**TEXTO MOSTRADO**
════

31 mayo 2022

¿PUEDE RESURGIR LA GLOBALIZACIÓN DE SUS PROPIAS CENIZAS COMO EL AVE FÉNIX?


Carlos Rodrigo Zapata C. (*)

La reflexión que nos presenta Dani Rodrik es sin duda lúcida e incluso esperanzadora, pues no se rinde ante los resultados de la globalización, sino que más bien cree que puede resurgir de sus propias cenizas como el ave Fénix.

En el link adjunto se ha incluido el artículo original de Rodrik, así como la traducción al español del mismo. Vale la pena leerlo, pues nos muestra una nueva perspectiva y posibilidad de la globalización.



Rodrik plantea como imagen objetivo de esta nueva globalización nada menos que “permitir prosperidad inclusiva en casa y paz y seguridad en el exterior”. Da la impresión que Rodrik ve a la globalización como una suerte de panacea capaz de traer bienestar global y además paz y seguridad, unos alcances que seguramente nunca antes nos habíamos imaginado.

No obstante, aborda con pinzas esta nueva globalización utópica, ya que una de las condiciones que expone consiste en trazar líneas geopolíticas rojas que impidan que la cooperación global sea hecha trizas y que todo el castillo vuele por los aires, como está sucediendo precisamente en estos momentos, cuando Rusia al invadir a Ucrania de modo salvaje y feroz, ha destruido todo fundamento para un proceso de cooperación intensificada y multilateral con el invasor.

════

**DATOS PROPORCIONADOS**
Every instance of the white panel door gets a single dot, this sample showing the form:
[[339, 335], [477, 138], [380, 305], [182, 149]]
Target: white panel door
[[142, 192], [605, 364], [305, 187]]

════

**EJERCICIO A**
Imprime el fragmento del texto sobre la globalización comprendido entre "Rodrik plantea como" y "con el invasor.", ambos incluidos.
**EJERCICIO B**
Continúa, por favor, el texto sobre la globalización desde el punto en que se detiene.
Los datos no guardan relación con el texto sobre la globalización.

**RESULTADO A**
Rodrik plantea como imagen objetivo de esta nueva globalización nada menos que “permitir prosperidad inclusiva en casa y paz y seguridad en el exterior”. Da la impresión que Rodrik ve a la globalización como una suerte de panacea capaz de traer bienestar global y además paz y seguridad, unos alcances que seguramente nunca antes nos habíamos imaginado.

No obstante, aborda con pinzas esta nueva globalización utópica, ya que una de las condiciones que expone consiste en trazar líneas geopolíticas rojas que impidan que la cooperación global sea hecha trizas y que todo el castillo vuele por los aires, como está sucediendo precisamente en estos momentos, cuando Rusia al invadir a Ucrania de modo salvaje y feroz, ha destruido todo fundamento para un proceso de cooperación intensificada y multilateral con el invasor.

**RESULTADO B**
Poner fundamentos sólidos a las utopías no es fácil, pues imponen demandas y exigencias que tienen mucho sentido, pero que a la larga serán muy difíciles de cumplir, especialmente por parte de los actores que se alejan significativamente del promedio. Las potencias que se consideren ajenas o alejadas de ese promedio tenderán a hacer prevalecer sus propias reglas, poniendo en remojo o destruyendo las bases de la utopía. Ahora es Rusia, mañana puede ser Estados Unidos y pasado China los actores renuentes a someterse a reglas que puedan en alguna medida limitar o cuestionar el uso de toda su fuerza y capacidad. Su fuerza y poder serán siempre guía más segura para sus propias decisiones. La globalización sólo funcionará mientras los beneficios que extraigan de ella sean claramente superiores a los costos que les depara. 

Por lo que puede apreciarse, la única globalización que en adelante será posible, será aquella que satisfaga objetivos de corto a mediano plazo de conjuntos de países que temporalmente coincidan en sus trayectorias. La gran globalización como panacea de un mundo nuevo o mejor, capaz de abrir las puertas a todo esfuerzo innovador y actuar con equidad en la distribución de los beneficios, no parece tener en este tiempo muchas oportunidades de realizarse.

(*) Economista, experto en planificación territorial, catedrático de "Desarrollo del Capitalismo".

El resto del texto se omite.